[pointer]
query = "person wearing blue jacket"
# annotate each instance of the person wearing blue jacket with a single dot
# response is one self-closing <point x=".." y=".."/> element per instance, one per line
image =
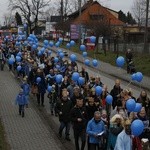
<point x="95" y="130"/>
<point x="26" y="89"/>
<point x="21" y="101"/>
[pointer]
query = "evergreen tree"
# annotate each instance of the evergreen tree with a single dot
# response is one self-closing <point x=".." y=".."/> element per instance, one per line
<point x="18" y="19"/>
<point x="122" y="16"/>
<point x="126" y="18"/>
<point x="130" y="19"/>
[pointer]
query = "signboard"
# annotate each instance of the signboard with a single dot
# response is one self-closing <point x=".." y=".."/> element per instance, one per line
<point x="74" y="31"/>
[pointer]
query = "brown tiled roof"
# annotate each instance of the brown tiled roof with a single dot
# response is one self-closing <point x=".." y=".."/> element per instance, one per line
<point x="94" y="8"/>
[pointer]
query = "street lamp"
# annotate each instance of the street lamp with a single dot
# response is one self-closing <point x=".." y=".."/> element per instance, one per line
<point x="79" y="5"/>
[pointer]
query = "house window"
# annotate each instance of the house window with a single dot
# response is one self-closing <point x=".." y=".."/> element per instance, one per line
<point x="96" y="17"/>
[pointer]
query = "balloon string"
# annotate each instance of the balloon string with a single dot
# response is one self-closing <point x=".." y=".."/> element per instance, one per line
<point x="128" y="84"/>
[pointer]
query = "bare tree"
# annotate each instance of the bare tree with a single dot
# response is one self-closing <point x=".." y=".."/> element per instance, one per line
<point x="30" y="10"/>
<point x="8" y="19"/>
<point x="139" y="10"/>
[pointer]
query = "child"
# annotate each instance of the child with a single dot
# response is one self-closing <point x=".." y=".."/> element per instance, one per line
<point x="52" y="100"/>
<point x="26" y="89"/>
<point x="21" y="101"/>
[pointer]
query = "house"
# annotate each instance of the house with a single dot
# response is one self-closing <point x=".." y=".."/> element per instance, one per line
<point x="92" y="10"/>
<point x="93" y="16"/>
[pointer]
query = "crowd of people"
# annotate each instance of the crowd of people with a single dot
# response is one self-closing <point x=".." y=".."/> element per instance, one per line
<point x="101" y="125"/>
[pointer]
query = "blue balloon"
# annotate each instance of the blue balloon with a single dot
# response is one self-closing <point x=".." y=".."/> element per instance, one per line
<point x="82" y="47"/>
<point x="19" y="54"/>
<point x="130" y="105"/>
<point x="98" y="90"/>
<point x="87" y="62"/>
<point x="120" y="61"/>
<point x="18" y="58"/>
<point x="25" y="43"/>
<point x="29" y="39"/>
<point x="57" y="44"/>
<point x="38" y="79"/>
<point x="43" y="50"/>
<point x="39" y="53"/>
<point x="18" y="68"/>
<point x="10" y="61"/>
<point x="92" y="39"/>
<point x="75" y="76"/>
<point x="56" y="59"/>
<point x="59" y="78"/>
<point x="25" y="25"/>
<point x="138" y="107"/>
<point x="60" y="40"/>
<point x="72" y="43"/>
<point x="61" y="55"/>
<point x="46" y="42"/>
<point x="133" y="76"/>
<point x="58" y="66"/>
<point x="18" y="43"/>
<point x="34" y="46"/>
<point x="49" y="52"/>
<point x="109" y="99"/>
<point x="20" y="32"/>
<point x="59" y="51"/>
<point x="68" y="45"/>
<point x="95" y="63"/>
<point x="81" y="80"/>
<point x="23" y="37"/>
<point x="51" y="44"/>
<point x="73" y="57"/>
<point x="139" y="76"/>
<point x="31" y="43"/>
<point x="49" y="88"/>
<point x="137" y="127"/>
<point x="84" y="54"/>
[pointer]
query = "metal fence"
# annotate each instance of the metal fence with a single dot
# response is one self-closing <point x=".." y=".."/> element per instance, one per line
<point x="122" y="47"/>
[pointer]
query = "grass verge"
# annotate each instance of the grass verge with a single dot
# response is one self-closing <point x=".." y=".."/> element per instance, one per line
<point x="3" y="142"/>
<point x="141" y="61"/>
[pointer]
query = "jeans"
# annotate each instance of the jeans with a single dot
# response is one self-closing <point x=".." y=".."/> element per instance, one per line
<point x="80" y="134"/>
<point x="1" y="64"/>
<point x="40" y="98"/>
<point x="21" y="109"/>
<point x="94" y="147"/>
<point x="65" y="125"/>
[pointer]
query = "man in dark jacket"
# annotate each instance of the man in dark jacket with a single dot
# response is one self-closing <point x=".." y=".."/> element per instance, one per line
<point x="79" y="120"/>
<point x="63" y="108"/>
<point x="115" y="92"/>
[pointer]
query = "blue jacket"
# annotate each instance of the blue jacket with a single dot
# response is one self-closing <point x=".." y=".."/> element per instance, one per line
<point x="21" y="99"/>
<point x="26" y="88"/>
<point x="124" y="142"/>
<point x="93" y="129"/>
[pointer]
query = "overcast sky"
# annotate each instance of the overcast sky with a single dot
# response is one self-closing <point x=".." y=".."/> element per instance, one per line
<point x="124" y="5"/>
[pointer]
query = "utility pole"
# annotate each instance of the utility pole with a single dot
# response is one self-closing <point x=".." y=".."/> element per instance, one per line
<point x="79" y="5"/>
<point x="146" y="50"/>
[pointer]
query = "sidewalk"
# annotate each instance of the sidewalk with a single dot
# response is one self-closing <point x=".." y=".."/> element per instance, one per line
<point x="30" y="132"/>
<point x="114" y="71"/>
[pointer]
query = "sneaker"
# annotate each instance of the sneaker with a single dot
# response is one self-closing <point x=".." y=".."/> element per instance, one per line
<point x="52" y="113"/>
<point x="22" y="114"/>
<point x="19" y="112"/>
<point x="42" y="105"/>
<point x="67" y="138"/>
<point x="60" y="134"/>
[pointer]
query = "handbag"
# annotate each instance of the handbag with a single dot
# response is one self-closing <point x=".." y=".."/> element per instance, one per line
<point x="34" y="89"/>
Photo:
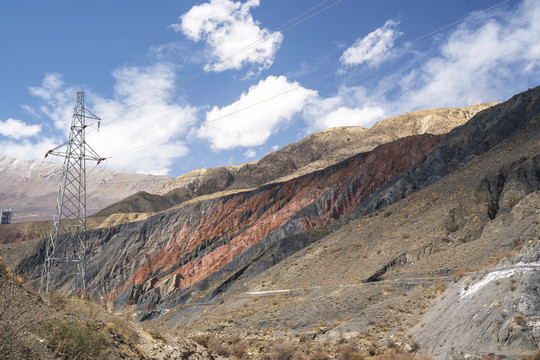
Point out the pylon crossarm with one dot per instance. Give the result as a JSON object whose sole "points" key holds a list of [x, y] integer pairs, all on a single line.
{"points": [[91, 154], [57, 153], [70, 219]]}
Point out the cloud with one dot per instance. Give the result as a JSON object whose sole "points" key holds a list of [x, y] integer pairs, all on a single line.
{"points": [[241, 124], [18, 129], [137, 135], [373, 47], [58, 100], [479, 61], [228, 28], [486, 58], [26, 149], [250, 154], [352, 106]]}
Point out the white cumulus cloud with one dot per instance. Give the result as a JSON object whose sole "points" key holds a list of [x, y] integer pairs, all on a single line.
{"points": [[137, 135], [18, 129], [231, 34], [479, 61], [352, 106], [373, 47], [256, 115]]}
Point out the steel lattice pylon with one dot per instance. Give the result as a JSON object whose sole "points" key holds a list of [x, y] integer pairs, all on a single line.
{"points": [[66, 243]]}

TASK REQUIREMENTS:
Except for the pictures, copy the material above exactly.

RESPONSE TO THE EXERCISE:
[pointer]
query = "person wearing blue jacket"
# annotate each instance of the person wearing blue jacket with a single dot
# response is one self-closing <point x=".." y=".."/> element per instance, one per line
image =
<point x="95" y="130"/>
<point x="26" y="89"/>
<point x="21" y="101"/>
[pointer]
query = "evergreen tree"
# annotate each instance of the evergreen tree with a single dot
# response is one self-closing <point x=".." y=".."/> element per instance, one per line
<point x="18" y="19"/>
<point x="122" y="16"/>
<point x="126" y="18"/>
<point x="130" y="19"/>
[pointer]
query = "signboard"
# annotate each instance of the signboard with a single dot
# response is one self-closing <point x=".." y=".."/> element per instance, one per line
<point x="74" y="31"/>
[pointer]
query = "brown tiled roof"
# annotate each instance of the brown tiled roof with a single dot
# response is one self-closing <point x=".." y=".."/> element per instance, one per line
<point x="94" y="8"/>
[pointer]
query = "street lamp"
# annotate each instance of the street lamp with a single dot
# response is one self-closing <point x=".." y=".."/> element per instance, one per line
<point x="79" y="5"/>
[pointer]
query = "house window"
# annotate each instance of the house window with a single dot
# response is one self-closing <point x=".." y=".."/> element per instance, one per line
<point x="96" y="17"/>
[pointer]
query = "balloon string"
# annotate each instance of the balloon string with a single dot
# response is one self-closing <point x=".." y=".."/> element per instance, one per line
<point x="128" y="84"/>
[pointer]
query = "bare tree"
# annotate each instance of the bare tree with a single dot
# response is one self-closing <point x=".." y=".."/> element per instance, one per line
<point x="30" y="10"/>
<point x="8" y="19"/>
<point x="139" y="10"/>
[pointer]
query = "child"
# annotate each instance of the child with a single dot
# response is one self-closing <point x=".." y=".."/> element per instance, one per line
<point x="52" y="100"/>
<point x="26" y="89"/>
<point x="21" y="101"/>
[pointer]
query = "house"
# annotate each instance of the house with a single dot
# response is one self-closing <point x=".." y=".."/> element per instance, one per line
<point x="92" y="10"/>
<point x="93" y="16"/>
[pointer]
query = "crowd of people"
# annotate each instance of the crowd of people with a single dot
# response is one self-closing <point x=".." y=".."/> element per instance, one per line
<point x="101" y="125"/>
[pointer]
query = "blue balloon"
# annotate each instance of the blue balloon with a single dot
# response is one self-closing <point x=".." y=".."/> element per instance, one per line
<point x="82" y="47"/>
<point x="19" y="54"/>
<point x="130" y="105"/>
<point x="98" y="90"/>
<point x="87" y="62"/>
<point x="120" y="61"/>
<point x="18" y="58"/>
<point x="25" y="43"/>
<point x="29" y="39"/>
<point x="57" y="44"/>
<point x="38" y="79"/>
<point x="43" y="50"/>
<point x="39" y="53"/>
<point x="18" y="68"/>
<point x="10" y="61"/>
<point x="92" y="39"/>
<point x="75" y="76"/>
<point x="56" y="59"/>
<point x="59" y="78"/>
<point x="25" y="25"/>
<point x="138" y="107"/>
<point x="60" y="40"/>
<point x="72" y="43"/>
<point x="61" y="55"/>
<point x="46" y="42"/>
<point x="133" y="76"/>
<point x="58" y="66"/>
<point x="18" y="43"/>
<point x="34" y="46"/>
<point x="49" y="52"/>
<point x="109" y="99"/>
<point x="20" y="32"/>
<point x="59" y="51"/>
<point x="68" y="45"/>
<point x="95" y="63"/>
<point x="81" y="80"/>
<point x="23" y="37"/>
<point x="51" y="44"/>
<point x="73" y="57"/>
<point x="139" y="76"/>
<point x="31" y="43"/>
<point x="49" y="88"/>
<point x="137" y="127"/>
<point x="84" y="54"/>
[pointer]
query = "metal fence"
# annotate each instance of the metal fence with a single dot
# response is one self-closing <point x=".." y=".."/> element per instance, one per line
<point x="122" y="47"/>
[pointer]
query = "grass verge"
# annotate each instance of the grass verge with a single dot
# response is one self-closing <point x=".." y=".."/> element per instance, one per line
<point x="3" y="142"/>
<point x="141" y="61"/>
[pointer]
query = "jeans"
# annotate each instance of the jeans with a single dot
# response is one self-closing <point x=".." y=".."/> element per instance, one per line
<point x="80" y="134"/>
<point x="1" y="64"/>
<point x="40" y="98"/>
<point x="21" y="109"/>
<point x="94" y="147"/>
<point x="65" y="125"/>
[pointer]
query = "man in dark jacket"
# annotate each instance of the man in dark jacket with a single dot
# response is one self-closing <point x=".." y=".."/> element per instance, one per line
<point x="79" y="120"/>
<point x="63" y="108"/>
<point x="115" y="92"/>
[pointer]
query = "blue jacket"
# annotate each instance of the blue jacket with a single dot
# response is one self-closing <point x=".." y=".."/> element per instance, one per line
<point x="21" y="99"/>
<point x="26" y="88"/>
<point x="124" y="142"/>
<point x="93" y="129"/>
[pointer]
query = "overcast sky"
# annotate each instance of the overcast sky with a single dot
# response is one self-closing <point x=".." y=".."/> element per instance, one per line
<point x="124" y="5"/>
[pointer]
query = "utility pole"
# annotate each instance of the utility pole with a single dot
# response is one self-closing <point x=".." y=".."/> element per instance, one per line
<point x="79" y="5"/>
<point x="146" y="50"/>
[pointer]
query = "sidewalk"
# annotate each instance of the sidewalk with a single dot
# response is one self-closing <point x=".." y=".."/> element per instance, one per line
<point x="30" y="132"/>
<point x="114" y="71"/>
[pointer]
query = "sneaker"
# annotate each instance of the sneaker with a single dot
# response is one self-closing <point x=".." y=".."/> element per instance, one per line
<point x="52" y="113"/>
<point x="22" y="114"/>
<point x="19" y="112"/>
<point x="42" y="105"/>
<point x="67" y="138"/>
<point x="60" y="134"/>
[pointer]
query = "handbag"
# annotate each instance of the handbag with a single dot
# response is one self-closing <point x=".." y=".."/> element per instance, one per line
<point x="34" y="89"/>
Photo:
Point out the pylon crossarm with one dot per instance. Give the result as a JSON object whose sole "points" key holds a list of [x, y] integer pairs, all on a single line.
{"points": [[91, 154], [57, 153], [70, 219]]}
Point out the cloud with one dot per instance. Give the result as a JSON object whose sole "points" key holds a list of [x, y] integer pairs, all on a single line.
{"points": [[241, 124], [18, 129], [137, 135], [373, 47], [58, 100], [479, 61], [228, 28], [486, 58], [26, 149], [250, 154], [352, 106]]}
Point out the white cumulus cloud with one dot per instance. Give the result as a JSON object whose sole "points" key holds a list of [x, y] integer pairs, all on a single line.
{"points": [[137, 135], [18, 129], [231, 34], [479, 61], [352, 106], [373, 47], [256, 115]]}
Point out the steel lattice pylon with one dot per instance. Give the result as a JSON object whose sole "points" key holds a list of [x, y] integer pairs, all on a single line.
{"points": [[66, 243]]}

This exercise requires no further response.